Goal of the exercise: Look through the entries below. Report each line that has the word "shovel" in it.

Point-per-instance localization data:
==============================

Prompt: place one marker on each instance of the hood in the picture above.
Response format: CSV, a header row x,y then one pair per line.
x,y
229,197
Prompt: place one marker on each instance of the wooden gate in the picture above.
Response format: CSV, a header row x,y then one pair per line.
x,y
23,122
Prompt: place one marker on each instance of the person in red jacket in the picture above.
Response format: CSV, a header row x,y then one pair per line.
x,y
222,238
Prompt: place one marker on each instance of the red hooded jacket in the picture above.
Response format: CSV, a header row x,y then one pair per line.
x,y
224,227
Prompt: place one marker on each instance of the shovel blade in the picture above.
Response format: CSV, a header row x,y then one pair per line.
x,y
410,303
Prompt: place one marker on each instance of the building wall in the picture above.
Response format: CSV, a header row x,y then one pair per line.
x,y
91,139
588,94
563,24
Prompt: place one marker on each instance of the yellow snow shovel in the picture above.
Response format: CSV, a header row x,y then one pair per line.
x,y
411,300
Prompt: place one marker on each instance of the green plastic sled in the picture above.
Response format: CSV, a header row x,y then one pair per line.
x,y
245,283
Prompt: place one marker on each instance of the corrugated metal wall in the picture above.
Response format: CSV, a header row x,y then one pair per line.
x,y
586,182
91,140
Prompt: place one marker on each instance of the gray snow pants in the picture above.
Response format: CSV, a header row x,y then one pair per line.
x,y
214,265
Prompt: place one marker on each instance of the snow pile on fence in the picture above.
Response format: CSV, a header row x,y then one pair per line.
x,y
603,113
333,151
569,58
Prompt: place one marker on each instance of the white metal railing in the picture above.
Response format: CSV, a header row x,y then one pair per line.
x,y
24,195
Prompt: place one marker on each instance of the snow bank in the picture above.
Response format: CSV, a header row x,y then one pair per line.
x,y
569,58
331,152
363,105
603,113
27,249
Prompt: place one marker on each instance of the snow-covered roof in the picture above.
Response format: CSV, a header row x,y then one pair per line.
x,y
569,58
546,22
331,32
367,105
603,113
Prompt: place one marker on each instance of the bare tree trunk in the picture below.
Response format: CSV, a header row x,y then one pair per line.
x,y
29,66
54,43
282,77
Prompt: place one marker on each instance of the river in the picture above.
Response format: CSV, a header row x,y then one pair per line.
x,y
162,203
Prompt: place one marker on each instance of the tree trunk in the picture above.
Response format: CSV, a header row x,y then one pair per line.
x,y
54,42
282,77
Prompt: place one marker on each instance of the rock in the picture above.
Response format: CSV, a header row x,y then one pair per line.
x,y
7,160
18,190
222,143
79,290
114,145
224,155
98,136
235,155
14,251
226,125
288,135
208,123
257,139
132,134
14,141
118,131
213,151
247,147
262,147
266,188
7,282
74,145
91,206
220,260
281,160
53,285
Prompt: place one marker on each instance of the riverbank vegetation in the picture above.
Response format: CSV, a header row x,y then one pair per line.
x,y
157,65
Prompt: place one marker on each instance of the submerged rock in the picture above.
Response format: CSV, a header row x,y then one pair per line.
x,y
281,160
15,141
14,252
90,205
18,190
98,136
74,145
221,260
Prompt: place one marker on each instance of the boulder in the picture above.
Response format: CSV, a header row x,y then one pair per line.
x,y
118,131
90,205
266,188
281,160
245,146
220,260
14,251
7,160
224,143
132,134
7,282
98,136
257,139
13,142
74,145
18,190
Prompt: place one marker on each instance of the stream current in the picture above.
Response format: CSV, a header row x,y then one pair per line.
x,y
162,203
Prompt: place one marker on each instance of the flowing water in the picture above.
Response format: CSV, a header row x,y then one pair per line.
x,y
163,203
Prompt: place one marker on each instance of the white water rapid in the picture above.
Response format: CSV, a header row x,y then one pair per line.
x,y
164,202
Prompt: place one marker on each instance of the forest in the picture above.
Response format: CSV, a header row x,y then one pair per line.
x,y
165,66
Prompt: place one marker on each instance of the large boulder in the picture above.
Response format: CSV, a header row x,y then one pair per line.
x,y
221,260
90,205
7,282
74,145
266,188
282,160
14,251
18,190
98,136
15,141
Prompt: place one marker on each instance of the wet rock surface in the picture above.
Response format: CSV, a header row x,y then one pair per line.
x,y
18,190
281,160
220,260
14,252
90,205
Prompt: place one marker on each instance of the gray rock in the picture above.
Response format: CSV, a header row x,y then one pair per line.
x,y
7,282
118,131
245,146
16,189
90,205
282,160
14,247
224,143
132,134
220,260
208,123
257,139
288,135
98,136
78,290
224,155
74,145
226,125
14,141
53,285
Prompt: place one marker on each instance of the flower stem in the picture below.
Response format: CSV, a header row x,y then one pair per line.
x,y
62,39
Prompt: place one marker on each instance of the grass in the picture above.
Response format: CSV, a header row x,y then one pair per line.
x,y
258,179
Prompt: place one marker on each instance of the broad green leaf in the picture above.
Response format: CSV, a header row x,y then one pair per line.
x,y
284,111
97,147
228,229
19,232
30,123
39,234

==============================

Solution below:
Prompt: place one marker on each instance of the shovel blade in the picture above.
Prompt: place one marker on each instance of the yellow snow shovel in the picture above.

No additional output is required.